▼

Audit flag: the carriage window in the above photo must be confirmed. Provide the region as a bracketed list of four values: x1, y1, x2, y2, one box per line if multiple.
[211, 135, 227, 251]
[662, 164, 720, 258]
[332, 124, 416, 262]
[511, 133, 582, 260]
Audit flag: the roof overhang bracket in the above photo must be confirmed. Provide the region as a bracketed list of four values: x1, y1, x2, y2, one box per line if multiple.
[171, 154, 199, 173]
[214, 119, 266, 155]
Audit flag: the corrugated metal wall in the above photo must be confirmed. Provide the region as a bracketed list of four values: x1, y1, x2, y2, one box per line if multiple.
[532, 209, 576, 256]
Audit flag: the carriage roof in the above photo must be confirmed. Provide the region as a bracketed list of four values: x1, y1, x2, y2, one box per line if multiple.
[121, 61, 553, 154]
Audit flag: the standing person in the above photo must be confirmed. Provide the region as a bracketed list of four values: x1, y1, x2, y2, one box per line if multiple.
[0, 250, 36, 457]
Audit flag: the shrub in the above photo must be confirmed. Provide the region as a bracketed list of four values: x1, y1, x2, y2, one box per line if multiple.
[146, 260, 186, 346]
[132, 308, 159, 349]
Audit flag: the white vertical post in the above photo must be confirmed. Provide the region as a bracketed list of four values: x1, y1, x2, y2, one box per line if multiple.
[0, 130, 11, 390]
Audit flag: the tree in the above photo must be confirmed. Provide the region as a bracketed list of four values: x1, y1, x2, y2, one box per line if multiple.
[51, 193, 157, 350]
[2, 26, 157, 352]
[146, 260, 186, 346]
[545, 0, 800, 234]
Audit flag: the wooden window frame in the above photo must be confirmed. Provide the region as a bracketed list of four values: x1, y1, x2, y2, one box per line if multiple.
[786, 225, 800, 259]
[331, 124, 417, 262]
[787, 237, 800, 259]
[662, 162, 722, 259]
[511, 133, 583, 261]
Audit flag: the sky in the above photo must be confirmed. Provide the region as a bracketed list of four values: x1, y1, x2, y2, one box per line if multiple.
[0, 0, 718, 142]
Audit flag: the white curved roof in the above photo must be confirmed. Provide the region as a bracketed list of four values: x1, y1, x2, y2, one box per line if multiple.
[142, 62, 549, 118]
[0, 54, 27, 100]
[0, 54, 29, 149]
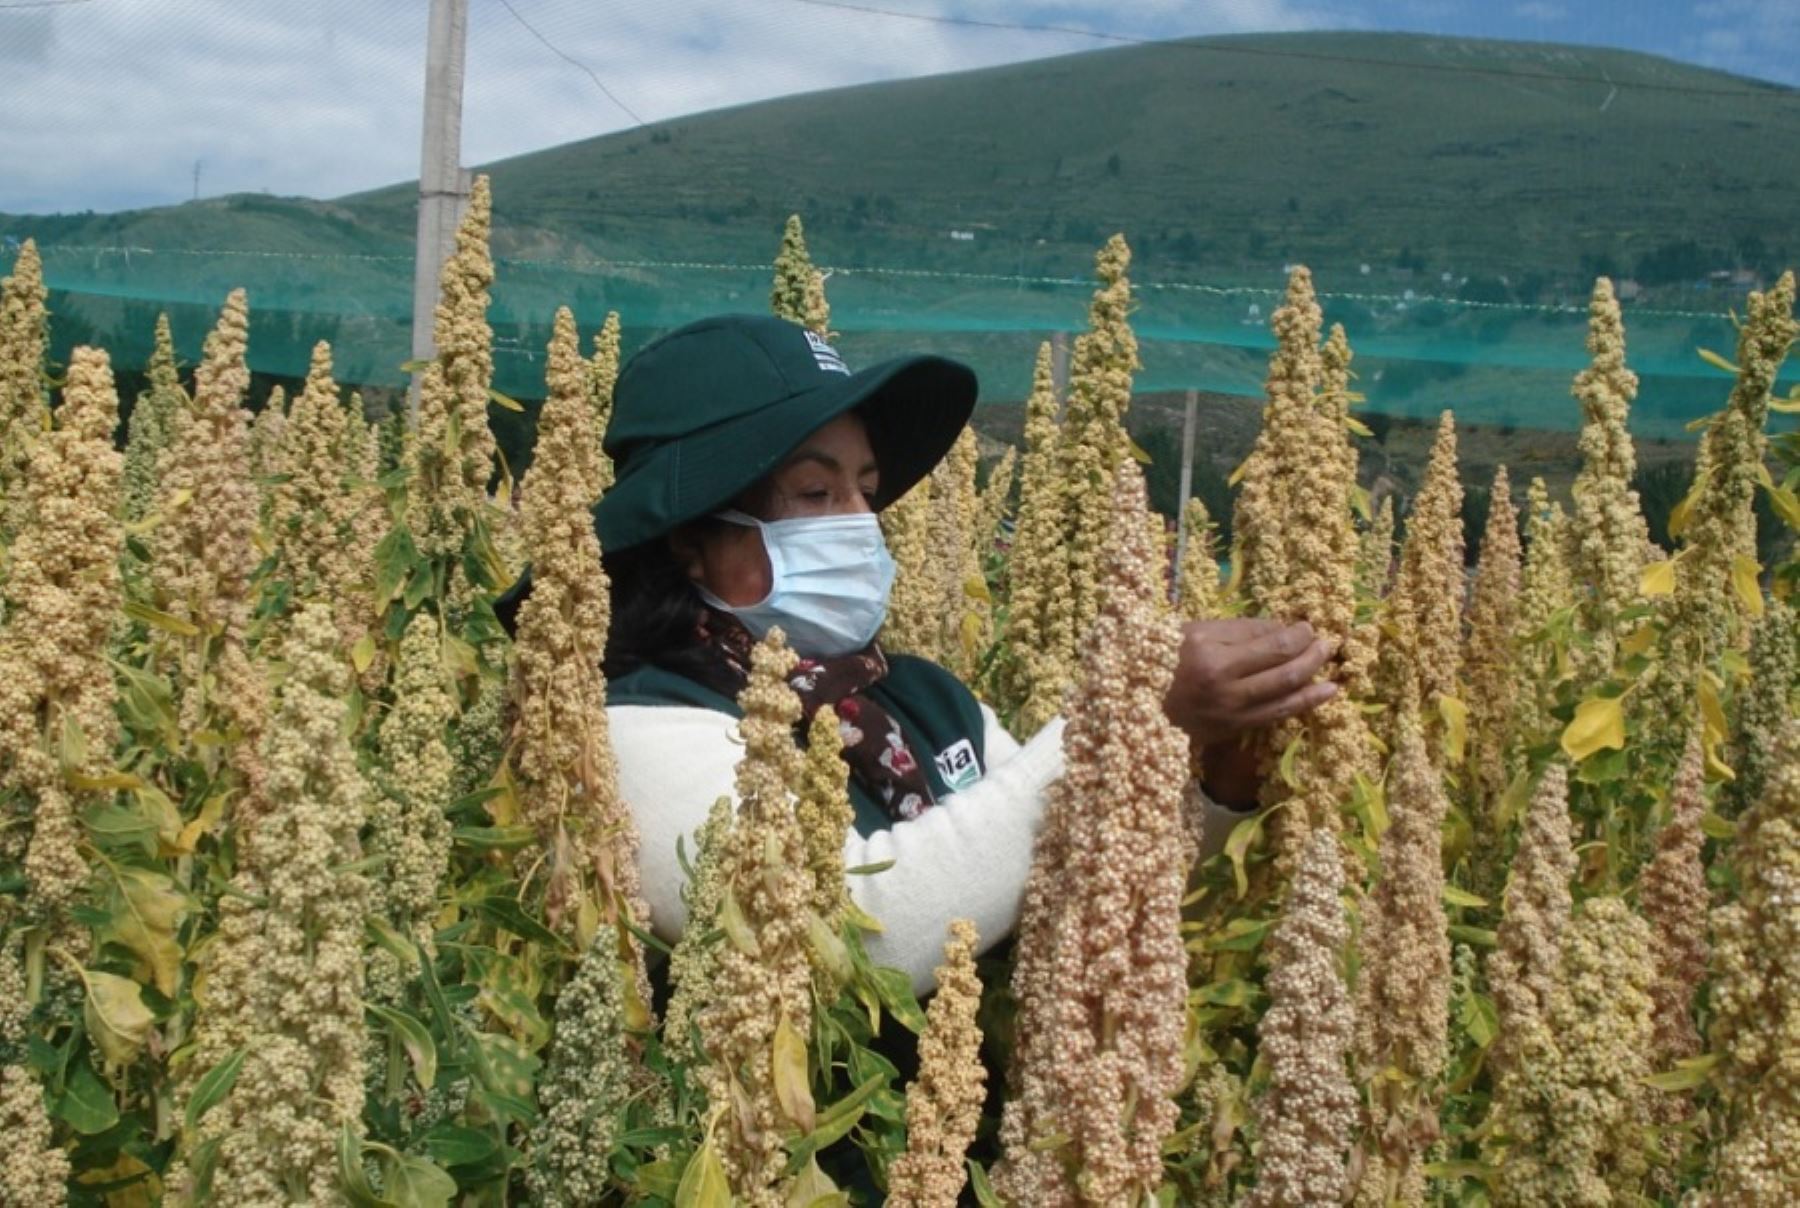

▲

» **Task**: Leaving pictures aside, write out each record above exactly as given.

» **Output**:
Audit flag: the carriage window in the above photo must be confirmed. Provide the region as a bracketed list of four values: x1, y1, x2, y2, one box per line if multiple.
[211, 135, 227, 251]
[662, 164, 720, 258]
[332, 124, 416, 262]
[511, 133, 582, 260]
Audit flag: the roof overhang bracket in the above photo must be confirmed. Provide the region as a bracketed list of four values: x1, y1, x2, y2, one box per line if multiple.
[171, 154, 199, 173]
[214, 119, 266, 155]
Audit flag: the corrugated metal wall in the above photo must be confirmed. Provide the region as a bracketed list of four values: x1, y1, x2, y2, one box per line if multiple.
[532, 209, 576, 256]
Audit flag: the carriage roof in the above photo must be confirmed. Provide the region as a bracketed list of four values: x1, y1, x2, y2, one box per line if multiple.
[121, 61, 553, 154]
Audit flag: the standing person in the above photo must be confirmed. Provide the region as a bracketed list of four values: x1, y1, x2, y2, one box per line if multiple.
[0, 250, 36, 457]
Audit flag: the shrub in the above photo must be confirmed. Provide the region as a bracketed list of four values: x1, y1, x2, y2, one box per line if multiple.
[146, 260, 186, 346]
[132, 308, 159, 349]
Audit flag: the white vertical post in the above photo must be confirmed. Provide the region as a bracketed list of four values: x1, y1, x2, y2, one box per line if multiple.
[0, 130, 11, 390]
Audit flag: the tree in the above photo must be confirmed. Provide the region as a bracketed list of four values: x1, y1, x2, y2, one box per line if multiple.
[51, 193, 157, 350]
[2, 26, 157, 352]
[146, 260, 186, 346]
[545, 0, 800, 234]
Audit flag: the wooden window frame in the above photo must be confirmed. Provide the region as a bracketed list of four values: x1, y1, x2, y2, one box per line if multiple.
[786, 225, 800, 259]
[331, 124, 417, 262]
[787, 237, 800, 259]
[662, 162, 722, 259]
[511, 133, 583, 261]
Audit flag: the sky in the above photo must be confirmed. Provide the region as a bracketed list of four values: x1, y1, x2, y2, one box per line if multiple.
[0, 0, 718, 142]
Audit flag: the white curved roof in the above photo must be confirmed. Provide the region as a bracketed list of four values: x1, y1, x2, y2, one box per line if multiple.
[142, 62, 549, 118]
[0, 54, 27, 100]
[0, 54, 29, 149]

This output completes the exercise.